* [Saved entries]
━━━━━━━━━━━━━━━━━━━━━━━━━━━━━━

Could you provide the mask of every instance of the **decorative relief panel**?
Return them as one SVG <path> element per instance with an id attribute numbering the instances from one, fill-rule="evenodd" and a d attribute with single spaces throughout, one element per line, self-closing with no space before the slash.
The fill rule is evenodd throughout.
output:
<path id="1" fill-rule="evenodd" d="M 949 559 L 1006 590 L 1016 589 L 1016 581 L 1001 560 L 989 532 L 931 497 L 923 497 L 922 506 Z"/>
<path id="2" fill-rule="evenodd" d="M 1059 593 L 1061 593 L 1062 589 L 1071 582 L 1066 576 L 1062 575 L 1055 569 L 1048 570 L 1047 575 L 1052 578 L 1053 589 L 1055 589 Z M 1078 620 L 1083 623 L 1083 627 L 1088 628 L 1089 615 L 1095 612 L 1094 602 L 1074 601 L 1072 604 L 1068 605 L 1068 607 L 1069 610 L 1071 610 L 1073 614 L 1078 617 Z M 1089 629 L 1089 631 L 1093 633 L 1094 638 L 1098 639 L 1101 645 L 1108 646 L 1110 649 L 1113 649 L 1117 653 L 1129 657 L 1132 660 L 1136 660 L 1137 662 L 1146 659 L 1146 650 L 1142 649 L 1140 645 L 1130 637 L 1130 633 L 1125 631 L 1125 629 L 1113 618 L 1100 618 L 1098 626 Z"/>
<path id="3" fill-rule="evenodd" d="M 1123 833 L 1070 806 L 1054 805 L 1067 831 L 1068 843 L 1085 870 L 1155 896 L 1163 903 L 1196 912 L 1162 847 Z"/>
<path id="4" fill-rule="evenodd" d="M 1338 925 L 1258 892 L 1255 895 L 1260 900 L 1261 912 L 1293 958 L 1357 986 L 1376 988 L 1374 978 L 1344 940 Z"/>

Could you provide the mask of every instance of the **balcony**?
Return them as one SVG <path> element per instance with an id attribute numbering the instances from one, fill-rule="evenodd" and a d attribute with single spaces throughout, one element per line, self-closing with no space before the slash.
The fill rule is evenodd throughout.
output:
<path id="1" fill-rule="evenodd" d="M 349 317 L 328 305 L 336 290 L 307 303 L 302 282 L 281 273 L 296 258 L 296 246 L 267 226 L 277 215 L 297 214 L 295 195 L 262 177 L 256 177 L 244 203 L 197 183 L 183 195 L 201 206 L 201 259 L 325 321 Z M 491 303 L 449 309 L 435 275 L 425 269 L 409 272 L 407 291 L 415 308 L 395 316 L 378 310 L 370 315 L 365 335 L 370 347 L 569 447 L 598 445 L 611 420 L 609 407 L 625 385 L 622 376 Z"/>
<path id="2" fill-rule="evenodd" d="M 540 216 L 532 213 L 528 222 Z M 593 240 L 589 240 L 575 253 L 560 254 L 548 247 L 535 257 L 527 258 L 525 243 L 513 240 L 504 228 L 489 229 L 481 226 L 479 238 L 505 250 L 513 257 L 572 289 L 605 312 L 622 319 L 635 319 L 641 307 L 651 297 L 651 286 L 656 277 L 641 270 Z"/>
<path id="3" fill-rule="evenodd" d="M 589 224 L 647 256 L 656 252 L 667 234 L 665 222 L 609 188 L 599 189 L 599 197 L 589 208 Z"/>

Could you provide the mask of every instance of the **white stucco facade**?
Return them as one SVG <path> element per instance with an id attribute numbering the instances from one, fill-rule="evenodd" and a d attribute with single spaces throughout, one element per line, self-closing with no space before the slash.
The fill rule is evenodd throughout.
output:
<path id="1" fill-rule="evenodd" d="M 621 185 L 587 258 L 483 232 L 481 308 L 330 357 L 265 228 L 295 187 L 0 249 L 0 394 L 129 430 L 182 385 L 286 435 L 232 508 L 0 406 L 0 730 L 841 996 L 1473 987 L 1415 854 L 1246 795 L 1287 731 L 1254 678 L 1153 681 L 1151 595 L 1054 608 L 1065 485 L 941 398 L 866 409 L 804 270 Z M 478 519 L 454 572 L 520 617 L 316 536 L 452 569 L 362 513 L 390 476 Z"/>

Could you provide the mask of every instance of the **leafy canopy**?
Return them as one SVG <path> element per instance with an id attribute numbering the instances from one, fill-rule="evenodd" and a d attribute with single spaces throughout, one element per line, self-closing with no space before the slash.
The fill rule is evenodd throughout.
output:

━━━━━━━━━━━━━━━━━━━━━━━━━━━━━━

Produce an exact copy of every entry above.

* [Answer to the exercise]
Could you provide the mask of every instance of the **decorative relief panel**?
Return them as one SVG <path> element per instance with an id attribute numbering the instances from one, fill-rule="evenodd" and a d attribute with single spaces throughout, one element per line, self-closing with no space before the slash.
The fill rule is evenodd throughout.
output:
<path id="1" fill-rule="evenodd" d="M 949 559 L 1006 590 L 1016 589 L 1016 581 L 1001 560 L 989 532 L 931 497 L 923 497 L 922 506 Z"/>
<path id="2" fill-rule="evenodd" d="M 1059 593 L 1061 593 L 1062 589 L 1071 582 L 1066 576 L 1062 575 L 1055 569 L 1048 570 L 1047 575 L 1052 578 L 1053 589 L 1055 589 Z M 1078 620 L 1083 623 L 1083 627 L 1088 628 L 1089 615 L 1095 612 L 1094 602 L 1074 601 L 1072 604 L 1068 605 L 1068 607 L 1069 610 L 1071 610 L 1073 614 L 1078 617 Z M 1089 629 L 1089 631 L 1093 633 L 1094 638 L 1098 639 L 1101 645 L 1108 646 L 1110 649 L 1113 649 L 1117 653 L 1129 657 L 1132 660 L 1136 660 L 1137 662 L 1146 659 L 1146 650 L 1142 649 L 1140 645 L 1130 637 L 1130 633 L 1125 631 L 1125 629 L 1113 618 L 1100 618 L 1098 626 Z"/>
<path id="3" fill-rule="evenodd" d="M 1123 833 L 1070 806 L 1054 805 L 1067 831 L 1068 843 L 1085 870 L 1155 896 L 1163 903 L 1196 912 L 1162 847 Z"/>
<path id="4" fill-rule="evenodd" d="M 1338 925 L 1258 892 L 1255 895 L 1260 900 L 1261 912 L 1293 958 L 1357 986 L 1376 988 L 1374 978 L 1344 940 Z"/>

Could you provide the mask of every instance of the **balcony**?
Return them as one SVG <path> element per instance with an id attribute numbering the instances from one, fill-rule="evenodd" and a d attribute with single spaces throughout, one element per line, self-closing with no space before the slash.
The fill rule is evenodd throughout.
output:
<path id="1" fill-rule="evenodd" d="M 349 317 L 328 305 L 336 290 L 307 303 L 302 282 L 281 273 L 296 258 L 296 246 L 267 226 L 277 215 L 297 214 L 295 195 L 262 177 L 256 177 L 244 203 L 197 183 L 183 195 L 201 206 L 201 259 L 325 321 Z M 491 303 L 449 309 L 435 275 L 425 269 L 409 272 L 407 291 L 415 308 L 395 316 L 378 310 L 370 315 L 365 335 L 370 347 L 569 447 L 598 445 L 611 420 L 609 407 L 625 385 L 622 376 Z"/>
<path id="2" fill-rule="evenodd" d="M 540 216 L 532 213 L 528 222 Z M 593 240 L 589 240 L 575 253 L 560 254 L 548 247 L 535 257 L 527 258 L 525 243 L 513 240 L 504 228 L 489 229 L 481 226 L 479 238 L 505 250 L 513 257 L 572 289 L 605 312 L 622 319 L 635 319 L 641 307 L 651 297 L 651 286 L 656 277 L 641 270 Z"/>
<path id="3" fill-rule="evenodd" d="M 589 224 L 647 256 L 656 252 L 667 234 L 665 222 L 609 188 L 599 189 L 599 197 L 589 208 Z"/>

Could you provide the mask of every instance of the **white stucco facade**?
Return them as one SVG <path> element per instance with an id attribute numbering the instances from one, fill-rule="evenodd" and a d attribute with single spaces throughout, one element per line, self-closing with no space before the slash.
The fill rule is evenodd throughout.
output:
<path id="1" fill-rule="evenodd" d="M 621 185 L 587 258 L 483 232 L 481 308 L 330 357 L 265 228 L 295 187 L 0 249 L 0 394 L 129 430 L 182 385 L 286 435 L 232 508 L 0 406 L 0 730 L 841 996 L 1473 987 L 1415 854 L 1246 795 L 1287 731 L 1254 678 L 1153 681 L 1151 595 L 1054 608 L 1065 485 L 941 398 L 866 409 L 804 270 Z M 478 519 L 454 572 L 520 617 L 316 536 L 452 569 L 362 513 L 390 476 Z"/>

Could you provide the mask of every instance of the **leafy canopy**?
Return them as one SVG <path> element per instance with an id attribute numbering the instances from one, fill-rule="evenodd" and a d attribute with single spaces throughout, one element per line, self-closing with no space before the slash.
The fill rule is evenodd throughout.
output:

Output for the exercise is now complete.